Text shown: Begin
RTX PRO 6000 Workstation vs RTX 5090 — Which Should a Pro Buy?
Both are GB202. For gaming-rate FP32 the RTX 5090 is in the same ballpark and far cheaper — but the pro card wins on everything production-critical:
| Attribute | RTX PRO 6000 WS | GeForce RTX 5090 |
|---|---|---|
| VRAM | 96 GB GDDR7 | 32 GB GDDR7 |
| ECC memory | Yes | No |
| AI performance | ~4,000 AI TOPS | ~3,352 AI TOPS |
| Cooling exhaust | Double flow-through (vents out of case) | Open-air |
| Drivers | Certified enterprise / ISV | GeForce Game Ready |
| Data-center use | Permitted | Restricted by EULA |
| Price | ≈ $8,500+ | ≈ $1,999 MSRP |
The decision is simple: if your workload exceeds 32GB of VRAM (large models, huge scenes, long-context inference) the PRO 6000 is the only single-card answer. If it fits in 32GB, the RTX 5090 delivers most of the throughput for a quarter of the price.
What Creators & AI Devs Ask
- "Is 96GB worth 4–6× the price of a 5090?" Only if you actually exceed 32GB — then it's not a luxury, it's the requirement.
- "How big a model fits in 96GB?" A 70B model in FP8, or very large quantized models with long context, entirely in VRAM.
- "vs the RTX 6000 Ada?" Roughly 2× the AI performance, ~40% faster in Blender, and double the VRAM (96 vs 48GB).
- "Will it fit my workstation?" It's 12″ long, dual-slot, extended-height, draws 600W and uses a 16-pin connector — you need a full-size tower and a ~1,000W PSU.
- "Certified drivers?" Yes — ISV-certified enterprise driver branch for CAD/DCC apps, unlike the GeForce line.
Pros and Cons
✅ Pros
- 96GB GDDR7 with ECC — class-leading single-card capacity
- ~1.8 TB/s bandwidth and full GB202 (24,064 CUDA / 752 Tensor / 188 RT)
Text shown: End
Available data: Begin
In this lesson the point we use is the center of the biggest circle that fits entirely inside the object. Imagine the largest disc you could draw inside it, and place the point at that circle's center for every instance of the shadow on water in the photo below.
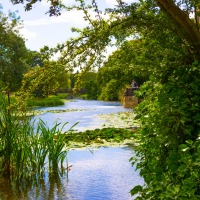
(106, 173)
(103, 174)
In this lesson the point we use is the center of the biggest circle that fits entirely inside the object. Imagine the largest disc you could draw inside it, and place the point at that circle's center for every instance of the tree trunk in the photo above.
(183, 20)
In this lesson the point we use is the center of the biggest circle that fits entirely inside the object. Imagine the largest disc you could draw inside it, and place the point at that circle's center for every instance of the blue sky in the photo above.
(40, 29)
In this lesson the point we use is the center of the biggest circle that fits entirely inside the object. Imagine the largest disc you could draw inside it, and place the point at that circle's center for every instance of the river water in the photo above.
(103, 173)
(84, 112)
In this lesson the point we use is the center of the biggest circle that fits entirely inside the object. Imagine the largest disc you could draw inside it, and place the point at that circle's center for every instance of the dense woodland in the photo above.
(159, 46)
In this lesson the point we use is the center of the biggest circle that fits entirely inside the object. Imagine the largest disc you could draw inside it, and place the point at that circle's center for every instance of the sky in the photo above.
(39, 29)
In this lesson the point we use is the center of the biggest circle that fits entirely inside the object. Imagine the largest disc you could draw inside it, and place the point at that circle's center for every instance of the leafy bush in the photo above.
(169, 140)
(110, 91)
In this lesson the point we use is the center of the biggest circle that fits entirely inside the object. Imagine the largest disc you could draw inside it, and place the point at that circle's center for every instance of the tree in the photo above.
(168, 137)
(13, 53)
(43, 80)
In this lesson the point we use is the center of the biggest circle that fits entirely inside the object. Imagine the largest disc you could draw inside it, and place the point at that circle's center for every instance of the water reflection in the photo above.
(104, 174)
(85, 112)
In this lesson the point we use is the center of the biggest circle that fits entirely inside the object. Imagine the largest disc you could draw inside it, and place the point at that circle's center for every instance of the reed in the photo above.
(26, 148)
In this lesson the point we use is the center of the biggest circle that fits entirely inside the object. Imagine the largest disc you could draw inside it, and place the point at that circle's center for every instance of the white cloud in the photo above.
(114, 2)
(28, 34)
(73, 18)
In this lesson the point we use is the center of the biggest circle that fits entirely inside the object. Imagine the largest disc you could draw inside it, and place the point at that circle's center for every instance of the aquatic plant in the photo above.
(24, 153)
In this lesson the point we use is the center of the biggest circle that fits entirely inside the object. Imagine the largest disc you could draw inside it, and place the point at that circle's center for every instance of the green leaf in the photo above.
(136, 189)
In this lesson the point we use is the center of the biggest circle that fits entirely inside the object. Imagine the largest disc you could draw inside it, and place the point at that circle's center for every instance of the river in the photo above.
(103, 173)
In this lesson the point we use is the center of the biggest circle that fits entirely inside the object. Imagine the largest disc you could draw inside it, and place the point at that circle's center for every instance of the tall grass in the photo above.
(25, 150)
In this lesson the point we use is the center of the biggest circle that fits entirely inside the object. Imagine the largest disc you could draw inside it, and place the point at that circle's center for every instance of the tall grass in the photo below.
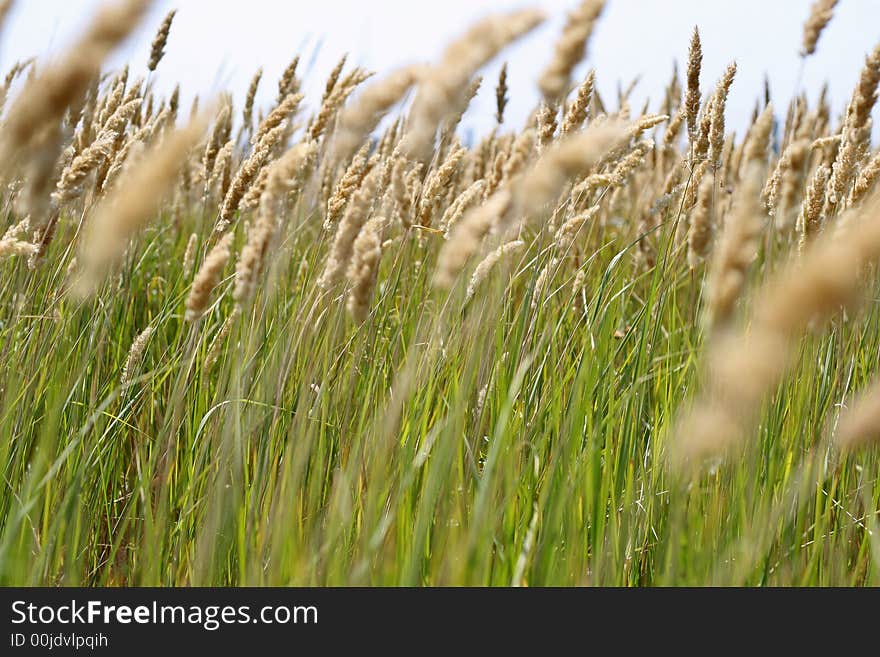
(517, 433)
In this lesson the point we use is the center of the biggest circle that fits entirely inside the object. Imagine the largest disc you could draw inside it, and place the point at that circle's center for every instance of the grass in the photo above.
(436, 444)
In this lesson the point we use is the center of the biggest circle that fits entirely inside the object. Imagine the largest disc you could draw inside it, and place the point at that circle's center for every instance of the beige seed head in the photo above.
(820, 15)
(482, 270)
(364, 267)
(701, 227)
(359, 119)
(132, 204)
(158, 49)
(207, 279)
(570, 49)
(692, 92)
(441, 89)
(577, 110)
(349, 227)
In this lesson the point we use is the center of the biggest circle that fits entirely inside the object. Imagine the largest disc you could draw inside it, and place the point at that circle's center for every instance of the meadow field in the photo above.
(336, 341)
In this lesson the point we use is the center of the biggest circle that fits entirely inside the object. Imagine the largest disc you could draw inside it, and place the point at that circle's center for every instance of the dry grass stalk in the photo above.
Available data: End
Directions
Answer these from the comparison of the RTX PRO 6000 and the RTX 5090.
(a) How much VRAM does the GeForce RTX 5090 have?
(b) What size of power supply does the text say the PRO 6000 needs?
(c) How many CUDA cores does the list of pros give?

Response below
(a) 32 GB of GDDR7.
(b) About 1,000W.
(c) 24,064.